(Document excerpt Opens)

How funny is it that we writers, those of us who understand how important it is to choose the perfect word, have so erroneously labeled the book launch. For me, the word launch conjures images of the shuttle lift off, of power and explosive acceleration. ‘To infinity and beyond!’
Right? The reality is a little different. Picture Oliver, the albatross from Disney’s The Rescuers. I’ll bet your remember the scene. He puts those two mice on his back and takes off at an awkward run. When he reaches the edge of the building, instead of taking flight, he drops like a stone. Eventually, he levels out and gains altitude–just not before scaring the bejeezus out of his passengers.
The Rescuers Down Under does Oliver’s brother, Wilbur, an even greater disservice by contrasting his flying with a spectacular sequence featuring a giant golden eagle. That eagle can really fly. It’s beautiful–an aerial ballet. The good news is that both Orville and the eagle eventually reach the same place, if not with the same amount of effort.

(Document excerpt Closes)
(Entries supplied Opens)

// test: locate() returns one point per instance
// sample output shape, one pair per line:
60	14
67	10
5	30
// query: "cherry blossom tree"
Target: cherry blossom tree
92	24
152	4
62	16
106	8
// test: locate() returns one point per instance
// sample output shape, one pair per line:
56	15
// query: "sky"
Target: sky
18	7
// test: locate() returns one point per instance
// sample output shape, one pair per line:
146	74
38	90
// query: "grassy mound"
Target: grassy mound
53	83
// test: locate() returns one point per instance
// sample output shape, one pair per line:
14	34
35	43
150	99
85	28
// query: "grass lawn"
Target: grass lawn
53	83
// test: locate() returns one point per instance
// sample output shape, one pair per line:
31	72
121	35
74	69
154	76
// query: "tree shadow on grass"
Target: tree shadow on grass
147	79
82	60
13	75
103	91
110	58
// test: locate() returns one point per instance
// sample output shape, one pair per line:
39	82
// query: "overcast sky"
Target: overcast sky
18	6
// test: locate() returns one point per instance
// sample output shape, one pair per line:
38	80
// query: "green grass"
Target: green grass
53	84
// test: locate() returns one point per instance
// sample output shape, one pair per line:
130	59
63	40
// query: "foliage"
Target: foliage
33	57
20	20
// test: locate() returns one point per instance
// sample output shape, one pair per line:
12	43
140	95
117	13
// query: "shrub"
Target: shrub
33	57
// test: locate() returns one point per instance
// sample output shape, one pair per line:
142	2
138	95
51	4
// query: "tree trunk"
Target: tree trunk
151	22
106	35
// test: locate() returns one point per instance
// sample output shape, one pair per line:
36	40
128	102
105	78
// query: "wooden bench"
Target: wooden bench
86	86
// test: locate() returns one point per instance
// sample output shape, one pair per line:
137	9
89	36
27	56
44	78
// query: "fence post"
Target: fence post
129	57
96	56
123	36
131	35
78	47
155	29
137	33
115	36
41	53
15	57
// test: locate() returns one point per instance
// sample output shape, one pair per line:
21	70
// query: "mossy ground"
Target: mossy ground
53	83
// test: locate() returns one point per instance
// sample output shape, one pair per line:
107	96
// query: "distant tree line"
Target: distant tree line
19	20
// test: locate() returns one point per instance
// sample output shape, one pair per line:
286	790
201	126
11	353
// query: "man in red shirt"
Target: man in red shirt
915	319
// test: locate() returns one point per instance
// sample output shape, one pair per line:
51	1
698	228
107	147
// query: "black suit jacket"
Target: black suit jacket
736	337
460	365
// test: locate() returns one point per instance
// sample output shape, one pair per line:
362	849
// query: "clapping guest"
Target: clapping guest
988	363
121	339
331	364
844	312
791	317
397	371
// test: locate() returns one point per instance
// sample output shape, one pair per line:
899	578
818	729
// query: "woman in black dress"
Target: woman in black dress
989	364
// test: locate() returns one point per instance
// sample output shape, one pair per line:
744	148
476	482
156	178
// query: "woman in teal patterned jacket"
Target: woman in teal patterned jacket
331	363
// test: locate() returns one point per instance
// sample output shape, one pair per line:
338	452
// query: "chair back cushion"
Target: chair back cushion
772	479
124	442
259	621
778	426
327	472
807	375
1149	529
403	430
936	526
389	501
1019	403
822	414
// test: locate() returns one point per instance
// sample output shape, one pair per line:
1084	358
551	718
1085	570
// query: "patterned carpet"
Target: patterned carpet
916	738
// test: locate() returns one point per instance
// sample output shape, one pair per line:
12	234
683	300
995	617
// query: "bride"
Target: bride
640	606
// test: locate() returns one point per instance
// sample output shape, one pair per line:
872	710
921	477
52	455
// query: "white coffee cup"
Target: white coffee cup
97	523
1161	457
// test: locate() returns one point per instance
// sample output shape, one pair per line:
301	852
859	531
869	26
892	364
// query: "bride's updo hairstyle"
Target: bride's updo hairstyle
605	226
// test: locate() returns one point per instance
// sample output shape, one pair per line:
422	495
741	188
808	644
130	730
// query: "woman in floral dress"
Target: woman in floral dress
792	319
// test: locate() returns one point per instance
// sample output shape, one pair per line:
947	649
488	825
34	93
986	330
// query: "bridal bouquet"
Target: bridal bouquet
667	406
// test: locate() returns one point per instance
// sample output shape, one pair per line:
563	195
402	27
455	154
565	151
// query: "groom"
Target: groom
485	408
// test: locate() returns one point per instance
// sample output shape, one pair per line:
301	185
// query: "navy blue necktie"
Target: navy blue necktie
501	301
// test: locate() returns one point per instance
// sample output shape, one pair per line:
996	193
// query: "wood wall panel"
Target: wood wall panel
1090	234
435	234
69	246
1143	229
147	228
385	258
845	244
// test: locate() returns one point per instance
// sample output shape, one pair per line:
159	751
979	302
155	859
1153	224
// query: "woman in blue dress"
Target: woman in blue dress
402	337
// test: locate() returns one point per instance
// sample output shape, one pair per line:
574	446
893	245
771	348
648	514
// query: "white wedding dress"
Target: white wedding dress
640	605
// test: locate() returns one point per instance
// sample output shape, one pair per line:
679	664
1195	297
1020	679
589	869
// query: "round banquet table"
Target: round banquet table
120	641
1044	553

(Entries supplied Closes)

Work order A: In the book launch piece, what images does the word "launch" conjure for the writer?
Work order B: From the book launch piece, copy word for word the part that opens with the words containing "How funny is" and closes with "of his passengers.".
Work order C: Write the next part of the book launch piece, starting after its final sentence.

Task answer A: Images of the shuttle lift off, of power and explosive acceleration.

Task answer B:
How funny is it that we writers, those of us who understand how important it is to choose the perfect word, have so erroneously labeled the book launch. For me, the word launch conjures images of the shuttle lift off, of power and explosive acceleration. ‘To infinity and beyond!’
Right? The reality is a little different. Picture Oliver, the albatross from Disney’s The Rescuers. I’ll bet your remember the scene. He puts those two mice on his back and takes off at an awkward run. When he reaches the edge of the building, instead of taking flight, he drops like a stone. Eventually, he levels out and gains altitude–just not before scaring the bejeezus out of his passengers.

Task answer C:
Unless you’re lucky enough to be with one of the big six, or even luckier still and catch lightning in a bottle, (Hello 50 Shades), then you’ll probably find yourself with Orville. I know this might sound discouraging–especially after all the angst you build up writing, submitting, and praying for the first publishing contract–but it’s not as bad as it seems. When was the last time you started something new and were good at it from the get-go? If you can think of a time, then I hate you. Just kidding. The point is, learning is part of life. No one miraculously appears at the destination. You have to travel to it. The good news? Many authors can relate, and most of them are willing to offer advice. I’ve reached out and taken my share at every stage. I’m doing it now. I’ll probably do it tomorrow.
Just remember, poor old Oliver might not fly as gracefully as other birds, but he DOES fly. He gets there. It just takes him a little longer.